■ Article:

Nothing brightens a slow day like telling Mastercard that your roommate can't come to the phone right now because she's in Yemen working for Halliburton. How said roommate and I kept a straight face while I went through a good long conversation detailing her job overseas I'll never know.

Here's something most of you don't know about me: I'm an award-winning opera singer.

It's true. In my sixth grade music class, we did a unit on opera, and, in small groups, we had to act out (if not sing) scenes from "Amahl and the Night Visitors." I sang my part, and, though there were no awards scheduled, the teacher actually gave me an award for my portrayal of "mother."

She told one of the other classes that I was the best mother she ever had.

It has been pointed out many times, and I agree with said pointing, that "retard" is really, really not a nice thing to call some one.

Hence, last night a new term was coined - "Repug." (pronounced REE-pug, emphasis on the first syllable). A repug is "one who is repugnant."

As in:

"You have mustard all over your face. You look like a total repug."

"My boss has been acting like a complete repug lately."

"Boy, how about that Dick Cheney? What a repug!"

(Entries from a pointing dataset)

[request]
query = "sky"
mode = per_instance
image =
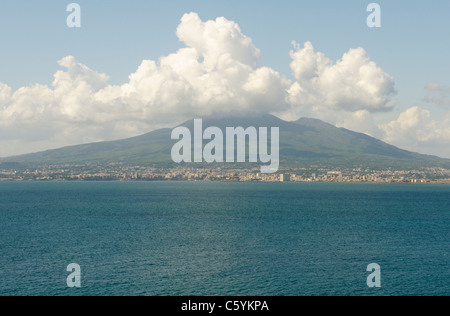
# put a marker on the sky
(135, 66)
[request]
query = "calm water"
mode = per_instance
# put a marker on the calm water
(171, 238)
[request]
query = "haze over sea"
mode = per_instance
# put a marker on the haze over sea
(205, 238)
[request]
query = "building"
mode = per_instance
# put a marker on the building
(285, 178)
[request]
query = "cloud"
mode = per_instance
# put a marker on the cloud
(417, 131)
(353, 83)
(216, 73)
(443, 98)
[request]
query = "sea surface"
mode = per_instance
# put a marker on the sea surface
(204, 238)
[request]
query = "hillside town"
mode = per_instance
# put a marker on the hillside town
(118, 172)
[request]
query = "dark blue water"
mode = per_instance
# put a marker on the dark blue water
(171, 238)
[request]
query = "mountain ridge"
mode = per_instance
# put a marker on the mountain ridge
(303, 143)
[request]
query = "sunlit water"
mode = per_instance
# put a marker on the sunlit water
(202, 238)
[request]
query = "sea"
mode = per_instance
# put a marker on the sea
(223, 239)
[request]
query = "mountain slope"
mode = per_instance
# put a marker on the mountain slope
(303, 143)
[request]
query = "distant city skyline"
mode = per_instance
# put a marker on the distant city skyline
(138, 66)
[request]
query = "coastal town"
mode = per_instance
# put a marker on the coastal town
(118, 172)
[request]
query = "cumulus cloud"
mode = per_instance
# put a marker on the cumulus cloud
(353, 83)
(216, 73)
(417, 131)
(440, 94)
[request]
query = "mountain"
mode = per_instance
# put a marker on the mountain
(303, 143)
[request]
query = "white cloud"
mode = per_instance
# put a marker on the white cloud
(218, 72)
(440, 94)
(353, 83)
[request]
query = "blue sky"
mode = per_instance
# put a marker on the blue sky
(116, 36)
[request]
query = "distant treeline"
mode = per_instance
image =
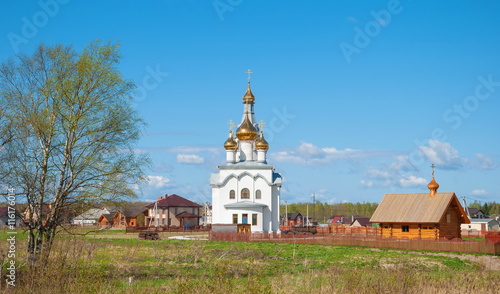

■ Challenge 1:
Answer these about the blog post:
(a) What did the writer tell Mastercard the roommate was doing?
(b) Which opera did the sixth grade music class act out scenes from?
(c) What is a "repug," according to the definition given?
■ Challenge 2: Locate each line in the listing that contains the word "town", and copy those lines. Case counts.
The blog post and the listing have no connection to each other.

■ Correct result 1:
(a) She was in Yemen working for Halliburton.
(b) "Amahl and the Night Visitors."
(c) One who is repugnant.

■ Correct result 2:
query = "hillside town"
# put a marker on the hillside town
query = "coastal town"
# put a marker on the coastal town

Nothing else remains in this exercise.